▸ **Job**: Copy out the entries exactly, from the first line to the last.

▸ **Entries**:
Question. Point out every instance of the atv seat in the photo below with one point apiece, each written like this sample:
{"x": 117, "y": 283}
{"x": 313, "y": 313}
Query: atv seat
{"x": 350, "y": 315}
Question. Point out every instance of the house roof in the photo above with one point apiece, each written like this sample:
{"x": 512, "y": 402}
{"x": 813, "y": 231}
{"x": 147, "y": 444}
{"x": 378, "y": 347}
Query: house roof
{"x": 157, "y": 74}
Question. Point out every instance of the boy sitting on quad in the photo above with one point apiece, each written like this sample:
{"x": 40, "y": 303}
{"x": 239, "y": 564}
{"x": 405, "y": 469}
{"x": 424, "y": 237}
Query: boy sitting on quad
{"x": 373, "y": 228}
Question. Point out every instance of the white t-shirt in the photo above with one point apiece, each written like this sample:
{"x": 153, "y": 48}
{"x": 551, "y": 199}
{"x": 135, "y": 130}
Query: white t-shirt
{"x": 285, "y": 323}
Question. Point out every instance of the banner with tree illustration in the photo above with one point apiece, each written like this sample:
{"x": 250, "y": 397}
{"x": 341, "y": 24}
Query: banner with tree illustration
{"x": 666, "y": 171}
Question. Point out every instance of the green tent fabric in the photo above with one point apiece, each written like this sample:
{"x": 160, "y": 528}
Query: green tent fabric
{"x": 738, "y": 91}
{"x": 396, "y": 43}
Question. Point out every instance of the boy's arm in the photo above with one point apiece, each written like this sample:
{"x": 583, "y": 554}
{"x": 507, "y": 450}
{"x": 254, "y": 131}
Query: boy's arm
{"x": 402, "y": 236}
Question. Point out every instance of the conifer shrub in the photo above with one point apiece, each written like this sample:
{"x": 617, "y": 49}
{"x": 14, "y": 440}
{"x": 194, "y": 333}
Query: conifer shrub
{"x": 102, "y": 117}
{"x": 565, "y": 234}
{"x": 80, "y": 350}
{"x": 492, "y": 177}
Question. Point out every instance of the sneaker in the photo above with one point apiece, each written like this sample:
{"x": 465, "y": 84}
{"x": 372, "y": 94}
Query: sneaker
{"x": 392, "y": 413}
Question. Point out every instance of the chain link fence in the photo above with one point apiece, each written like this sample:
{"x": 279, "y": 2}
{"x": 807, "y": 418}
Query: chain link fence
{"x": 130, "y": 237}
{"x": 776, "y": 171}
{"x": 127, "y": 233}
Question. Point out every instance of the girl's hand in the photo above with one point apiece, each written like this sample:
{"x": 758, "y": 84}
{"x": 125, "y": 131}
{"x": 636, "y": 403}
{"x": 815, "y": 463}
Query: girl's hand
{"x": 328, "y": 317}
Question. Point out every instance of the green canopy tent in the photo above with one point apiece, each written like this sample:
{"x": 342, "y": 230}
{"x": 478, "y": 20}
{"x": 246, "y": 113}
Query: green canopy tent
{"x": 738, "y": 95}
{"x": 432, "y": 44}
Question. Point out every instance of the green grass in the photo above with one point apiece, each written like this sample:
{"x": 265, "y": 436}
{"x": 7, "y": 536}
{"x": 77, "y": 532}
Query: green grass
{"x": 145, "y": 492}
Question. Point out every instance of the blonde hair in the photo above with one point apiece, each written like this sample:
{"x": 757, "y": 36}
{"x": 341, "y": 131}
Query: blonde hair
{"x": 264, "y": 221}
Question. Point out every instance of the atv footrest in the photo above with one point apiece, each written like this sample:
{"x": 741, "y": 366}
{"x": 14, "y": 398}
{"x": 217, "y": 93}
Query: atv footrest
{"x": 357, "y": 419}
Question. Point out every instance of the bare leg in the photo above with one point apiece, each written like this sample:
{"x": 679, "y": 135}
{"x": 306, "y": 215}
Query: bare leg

▸ **Full response**:
Question. Point out every instance of the atv seat in the photo below with one point apiece, each written like this sample:
{"x": 117, "y": 283}
{"x": 313, "y": 313}
Query: atv seat
{"x": 350, "y": 315}
Question. Point out every instance of the house roof in the photo above with one point apiece, each written like this sample:
{"x": 512, "y": 402}
{"x": 813, "y": 231}
{"x": 147, "y": 444}
{"x": 378, "y": 347}
Query: house roof
{"x": 157, "y": 74}
Question. Point out every instance of the boy sitting on quad in the photo above with one point apiece, each written like this sample:
{"x": 40, "y": 303}
{"x": 239, "y": 564}
{"x": 405, "y": 469}
{"x": 424, "y": 237}
Query: boy sitting on quad
{"x": 373, "y": 228}
Question. Point out every instance of the white t-shirt in the photo above with one point apiece, each written like this sample:
{"x": 153, "y": 48}
{"x": 551, "y": 199}
{"x": 135, "y": 130}
Query: white t-shirt
{"x": 285, "y": 323}
Question. Point out every instance of the banner with tree illustration in the photo above with one point apiece, each written like this sample:
{"x": 250, "y": 397}
{"x": 341, "y": 24}
Query: banner with tree illustration
{"x": 666, "y": 171}
Question. Point out every instance of the green tent fabric in the photo above with one point apiece, each written like this sample:
{"x": 160, "y": 528}
Query: green tent fabric
{"x": 738, "y": 91}
{"x": 396, "y": 43}
Question. Point out every instance of the boy's arm in the photo above with one point apiece, each written like this sample:
{"x": 583, "y": 554}
{"x": 507, "y": 450}
{"x": 254, "y": 131}
Query: boy's arm
{"x": 402, "y": 236}
Question. Point out every instance of the conifer shrub in the photo above with one point apiece, each written like this sample:
{"x": 617, "y": 49}
{"x": 14, "y": 440}
{"x": 194, "y": 333}
Query: conifer shrub
{"x": 102, "y": 117}
{"x": 565, "y": 234}
{"x": 80, "y": 350}
{"x": 492, "y": 177}
Question. Point out every instance of the sneaker in the photo above with one point apiece, each written like this sample:
{"x": 465, "y": 84}
{"x": 372, "y": 94}
Query: sneaker
{"x": 392, "y": 413}
Question. Point out every instance of the chain link fence in the photo above with one point apiece, each written like this sample:
{"x": 279, "y": 2}
{"x": 807, "y": 418}
Query: chain link fence
{"x": 130, "y": 237}
{"x": 776, "y": 171}
{"x": 127, "y": 233}
Question. Point out every instance of the girl's hand in the photo above with one point apiece, each written like this sample:
{"x": 758, "y": 84}
{"x": 125, "y": 131}
{"x": 636, "y": 403}
{"x": 815, "y": 463}
Query: girl's hand
{"x": 328, "y": 317}
Question. Point out every instance of the green canopy tent in the photo above with one point apiece, each written like this sample:
{"x": 342, "y": 230}
{"x": 478, "y": 20}
{"x": 246, "y": 113}
Query: green canopy tent
{"x": 738, "y": 95}
{"x": 432, "y": 44}
Question. Point out every instance of the green grass in the photo above with one point apiece, each written like this sample:
{"x": 265, "y": 436}
{"x": 7, "y": 536}
{"x": 77, "y": 532}
Query: green grass
{"x": 145, "y": 492}
Question. Point out every instance of the blonde hair in the photo above with one point apiece, each written like this sample:
{"x": 757, "y": 36}
{"x": 341, "y": 131}
Query: blonde hair
{"x": 264, "y": 221}
Question. Point out every instance of the atv footrest in the photo above with one point apiece, each written like this sample:
{"x": 741, "y": 366}
{"x": 14, "y": 398}
{"x": 217, "y": 93}
Query: atv footrest
{"x": 357, "y": 419}
Question. Point out every instance of the bare leg in the photo above with one point apiece, each written like this sample:
{"x": 679, "y": 135}
{"x": 306, "y": 215}
Query: bare leg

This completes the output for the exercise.